Stored dataset items
########################################
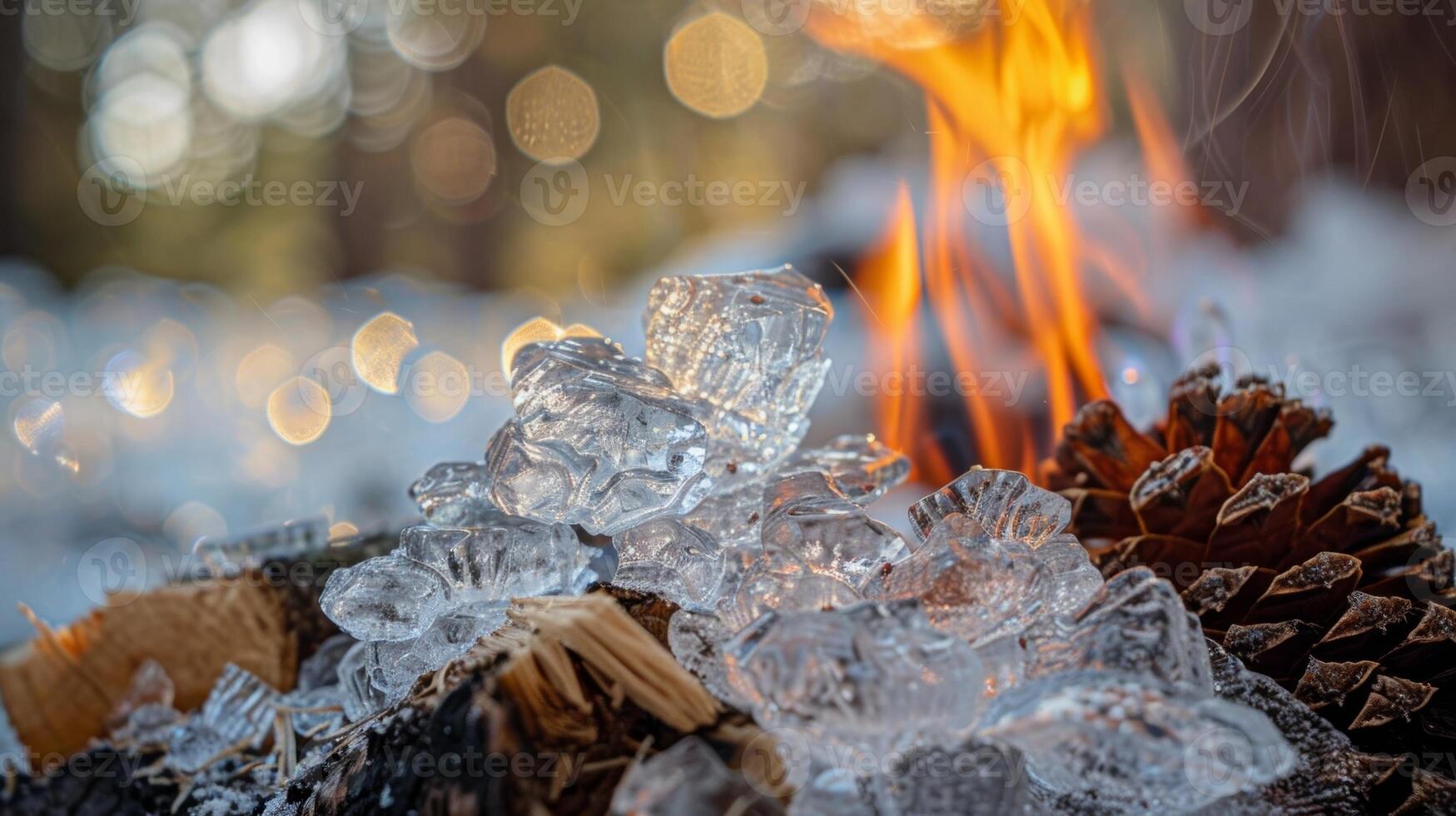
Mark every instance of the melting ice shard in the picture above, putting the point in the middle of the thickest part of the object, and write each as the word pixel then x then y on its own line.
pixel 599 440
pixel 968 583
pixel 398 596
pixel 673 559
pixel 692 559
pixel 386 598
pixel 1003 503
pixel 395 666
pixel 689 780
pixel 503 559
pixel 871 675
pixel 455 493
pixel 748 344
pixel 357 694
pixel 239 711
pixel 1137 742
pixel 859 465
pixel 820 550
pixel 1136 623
########################################
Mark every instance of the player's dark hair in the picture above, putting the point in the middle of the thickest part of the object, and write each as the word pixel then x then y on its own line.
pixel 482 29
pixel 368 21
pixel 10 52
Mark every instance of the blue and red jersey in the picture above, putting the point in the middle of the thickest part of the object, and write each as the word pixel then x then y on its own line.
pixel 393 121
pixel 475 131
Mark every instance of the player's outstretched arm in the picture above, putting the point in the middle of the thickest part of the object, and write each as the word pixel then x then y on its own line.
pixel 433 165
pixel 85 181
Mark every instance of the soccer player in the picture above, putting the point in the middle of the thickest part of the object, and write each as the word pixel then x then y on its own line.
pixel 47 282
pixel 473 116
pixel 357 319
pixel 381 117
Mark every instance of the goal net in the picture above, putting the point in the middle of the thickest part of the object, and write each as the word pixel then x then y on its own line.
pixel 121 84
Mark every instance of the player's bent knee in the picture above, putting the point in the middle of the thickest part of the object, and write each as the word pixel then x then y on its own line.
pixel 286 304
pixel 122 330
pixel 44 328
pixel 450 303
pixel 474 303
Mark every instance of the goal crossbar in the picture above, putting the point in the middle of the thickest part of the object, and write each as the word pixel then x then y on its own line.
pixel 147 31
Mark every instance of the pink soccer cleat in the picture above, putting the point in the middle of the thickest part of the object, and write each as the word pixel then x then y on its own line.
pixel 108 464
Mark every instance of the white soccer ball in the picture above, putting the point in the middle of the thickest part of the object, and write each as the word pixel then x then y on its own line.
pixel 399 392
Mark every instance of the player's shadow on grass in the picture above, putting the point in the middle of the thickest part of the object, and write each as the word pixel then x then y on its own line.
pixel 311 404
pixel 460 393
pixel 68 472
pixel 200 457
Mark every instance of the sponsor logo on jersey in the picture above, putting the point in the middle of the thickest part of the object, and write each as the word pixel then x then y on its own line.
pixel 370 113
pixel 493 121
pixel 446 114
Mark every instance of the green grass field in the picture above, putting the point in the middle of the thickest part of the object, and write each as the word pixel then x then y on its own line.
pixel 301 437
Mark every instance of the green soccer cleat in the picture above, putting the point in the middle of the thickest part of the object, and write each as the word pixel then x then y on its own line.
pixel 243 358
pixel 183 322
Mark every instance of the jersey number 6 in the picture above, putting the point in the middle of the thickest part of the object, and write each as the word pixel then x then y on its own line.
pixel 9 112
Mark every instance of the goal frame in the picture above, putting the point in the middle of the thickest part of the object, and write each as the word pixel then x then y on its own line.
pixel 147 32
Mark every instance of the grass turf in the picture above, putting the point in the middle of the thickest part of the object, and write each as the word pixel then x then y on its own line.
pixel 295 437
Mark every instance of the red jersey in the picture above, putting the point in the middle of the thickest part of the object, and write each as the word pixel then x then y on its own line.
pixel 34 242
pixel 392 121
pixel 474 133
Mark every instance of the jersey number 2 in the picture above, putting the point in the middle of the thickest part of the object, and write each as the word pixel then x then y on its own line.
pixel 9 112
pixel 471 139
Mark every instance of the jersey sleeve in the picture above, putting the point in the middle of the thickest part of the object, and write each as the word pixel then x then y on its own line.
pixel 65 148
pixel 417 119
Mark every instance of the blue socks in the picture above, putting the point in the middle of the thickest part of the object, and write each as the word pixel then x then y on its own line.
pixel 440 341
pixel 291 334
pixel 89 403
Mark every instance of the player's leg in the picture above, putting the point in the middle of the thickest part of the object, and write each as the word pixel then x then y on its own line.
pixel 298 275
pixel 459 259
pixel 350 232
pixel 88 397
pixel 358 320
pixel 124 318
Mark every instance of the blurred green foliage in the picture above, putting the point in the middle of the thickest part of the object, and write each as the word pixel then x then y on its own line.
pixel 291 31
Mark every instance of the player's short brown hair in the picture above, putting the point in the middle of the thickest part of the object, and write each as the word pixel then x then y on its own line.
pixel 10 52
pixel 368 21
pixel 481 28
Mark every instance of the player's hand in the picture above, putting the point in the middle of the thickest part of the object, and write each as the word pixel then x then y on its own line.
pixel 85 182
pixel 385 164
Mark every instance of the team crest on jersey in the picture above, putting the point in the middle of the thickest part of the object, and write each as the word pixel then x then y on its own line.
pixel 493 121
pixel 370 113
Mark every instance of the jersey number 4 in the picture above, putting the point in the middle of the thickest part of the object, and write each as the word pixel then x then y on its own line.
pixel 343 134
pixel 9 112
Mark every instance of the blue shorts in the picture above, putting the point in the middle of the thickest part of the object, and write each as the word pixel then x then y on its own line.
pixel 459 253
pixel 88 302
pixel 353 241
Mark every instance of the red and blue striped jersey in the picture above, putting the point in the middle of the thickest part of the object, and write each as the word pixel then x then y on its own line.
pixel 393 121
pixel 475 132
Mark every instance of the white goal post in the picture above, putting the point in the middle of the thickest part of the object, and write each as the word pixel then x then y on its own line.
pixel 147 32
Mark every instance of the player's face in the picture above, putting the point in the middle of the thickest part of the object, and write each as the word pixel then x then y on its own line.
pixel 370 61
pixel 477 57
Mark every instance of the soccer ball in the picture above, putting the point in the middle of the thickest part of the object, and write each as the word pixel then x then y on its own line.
########################################
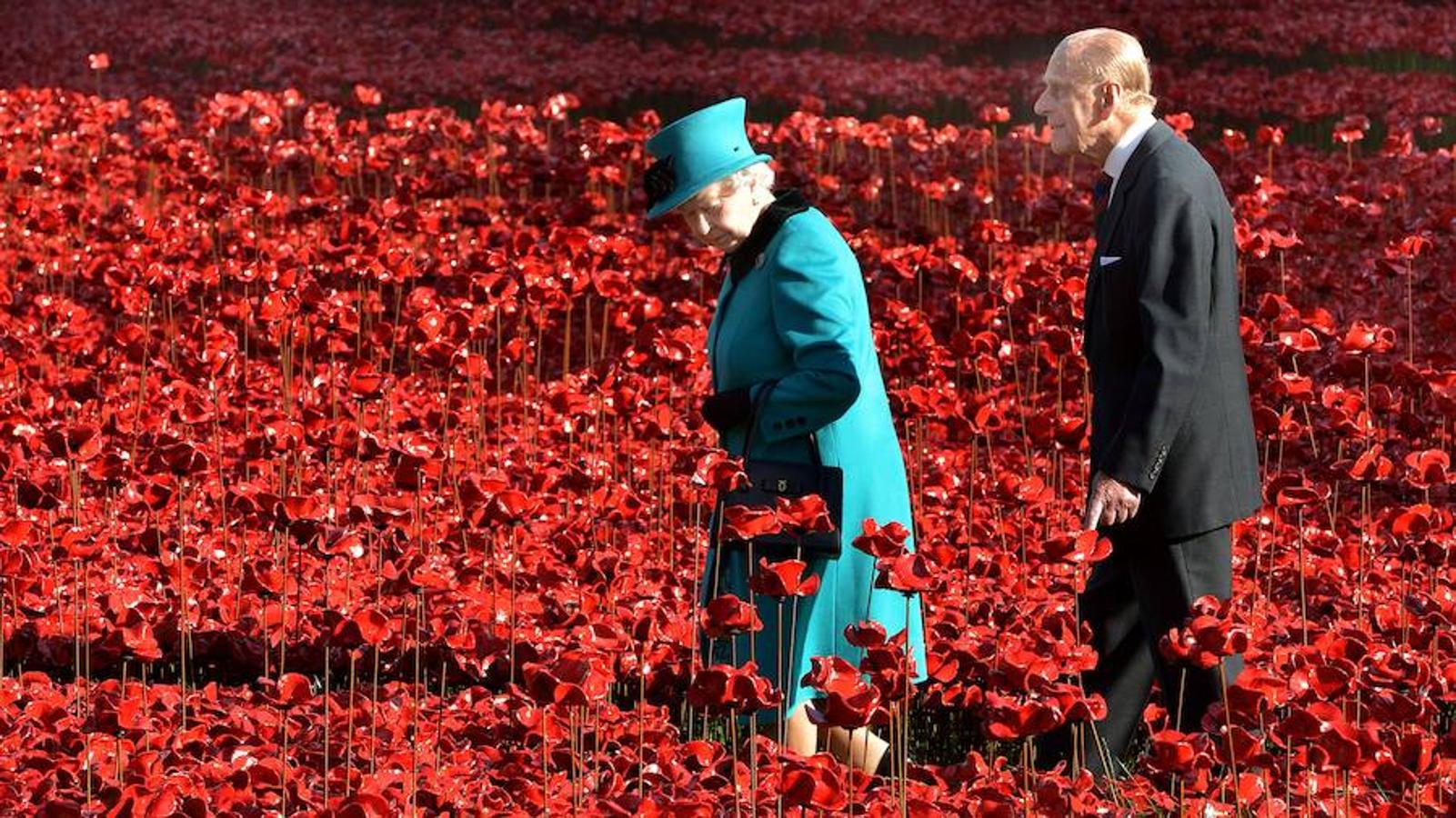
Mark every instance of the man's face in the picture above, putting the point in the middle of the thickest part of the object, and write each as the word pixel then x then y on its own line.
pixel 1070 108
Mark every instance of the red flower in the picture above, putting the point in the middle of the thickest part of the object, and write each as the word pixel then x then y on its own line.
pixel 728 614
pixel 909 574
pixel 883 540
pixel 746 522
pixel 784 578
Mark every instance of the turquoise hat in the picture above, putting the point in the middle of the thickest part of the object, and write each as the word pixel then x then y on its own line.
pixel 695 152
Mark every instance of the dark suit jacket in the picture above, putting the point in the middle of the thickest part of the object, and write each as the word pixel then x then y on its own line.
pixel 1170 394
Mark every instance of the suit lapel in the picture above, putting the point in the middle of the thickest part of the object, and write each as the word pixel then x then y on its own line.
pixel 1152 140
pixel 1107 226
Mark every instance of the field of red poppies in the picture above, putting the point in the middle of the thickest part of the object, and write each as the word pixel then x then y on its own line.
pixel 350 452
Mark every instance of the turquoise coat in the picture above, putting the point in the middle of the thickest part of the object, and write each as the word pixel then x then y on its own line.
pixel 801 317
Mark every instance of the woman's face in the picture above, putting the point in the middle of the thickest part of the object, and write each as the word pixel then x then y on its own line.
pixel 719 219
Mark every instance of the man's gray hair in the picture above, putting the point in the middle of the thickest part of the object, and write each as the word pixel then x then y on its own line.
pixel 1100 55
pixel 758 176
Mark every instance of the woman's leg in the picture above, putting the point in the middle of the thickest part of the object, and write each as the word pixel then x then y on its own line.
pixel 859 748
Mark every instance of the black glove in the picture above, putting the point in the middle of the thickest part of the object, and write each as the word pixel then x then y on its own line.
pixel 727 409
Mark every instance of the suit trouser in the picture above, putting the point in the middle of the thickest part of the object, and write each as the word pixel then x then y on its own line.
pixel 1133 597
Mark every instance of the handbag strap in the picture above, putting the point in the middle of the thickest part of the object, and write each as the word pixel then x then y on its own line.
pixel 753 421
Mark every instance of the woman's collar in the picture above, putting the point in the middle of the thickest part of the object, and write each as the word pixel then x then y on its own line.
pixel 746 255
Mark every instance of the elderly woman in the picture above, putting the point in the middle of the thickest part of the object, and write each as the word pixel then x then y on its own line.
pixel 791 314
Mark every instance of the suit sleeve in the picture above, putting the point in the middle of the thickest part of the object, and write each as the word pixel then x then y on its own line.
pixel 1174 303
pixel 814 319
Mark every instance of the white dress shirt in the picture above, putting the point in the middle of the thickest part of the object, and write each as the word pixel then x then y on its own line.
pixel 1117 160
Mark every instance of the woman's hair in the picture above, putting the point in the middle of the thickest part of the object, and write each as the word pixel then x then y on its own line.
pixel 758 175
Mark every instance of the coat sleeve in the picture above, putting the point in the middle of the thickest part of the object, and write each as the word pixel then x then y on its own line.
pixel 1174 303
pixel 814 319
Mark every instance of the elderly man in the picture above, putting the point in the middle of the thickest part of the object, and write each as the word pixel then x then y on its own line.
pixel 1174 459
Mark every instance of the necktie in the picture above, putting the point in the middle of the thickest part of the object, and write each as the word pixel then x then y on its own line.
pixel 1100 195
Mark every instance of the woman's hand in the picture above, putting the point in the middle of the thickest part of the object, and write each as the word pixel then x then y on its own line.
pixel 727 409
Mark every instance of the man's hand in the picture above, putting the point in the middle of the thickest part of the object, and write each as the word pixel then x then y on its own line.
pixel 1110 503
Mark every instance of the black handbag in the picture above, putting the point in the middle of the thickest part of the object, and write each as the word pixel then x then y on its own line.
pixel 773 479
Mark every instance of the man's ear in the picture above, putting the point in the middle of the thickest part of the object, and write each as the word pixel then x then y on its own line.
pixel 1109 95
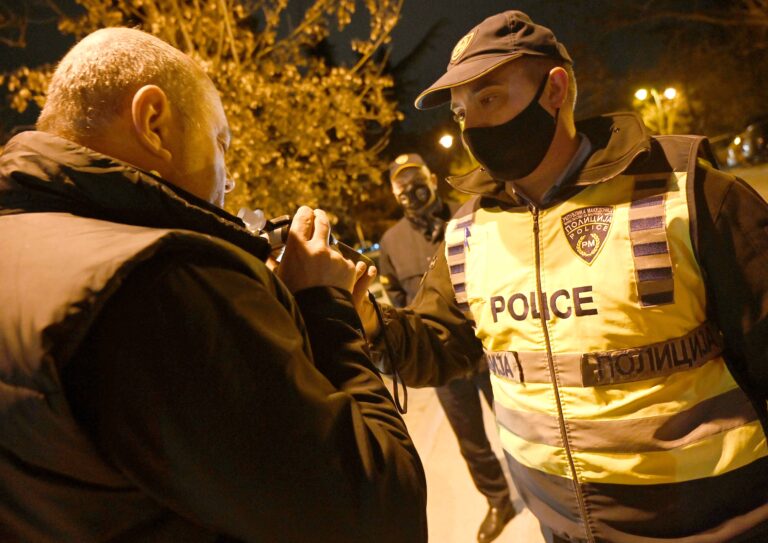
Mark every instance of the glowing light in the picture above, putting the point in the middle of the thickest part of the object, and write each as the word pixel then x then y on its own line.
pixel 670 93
########################################
> What this task involves
From the entries above, extract only the lines running from the one containing "Mark every instance of the player's face" through the one containing "Mark every instance of the soccer ball", inclusive.

> Task answer
Mark every instance of the player's face in the picture above, putting the point in the middle of the thickest part of the object, and write each as the word pixel then x then y on its own line.
pixel 370 61
pixel 477 57
Mark every instance of the soccer ball in the picture above, putting the point in the middle of the thickest part of the object, and write each as the word pixel then x then y on its own line.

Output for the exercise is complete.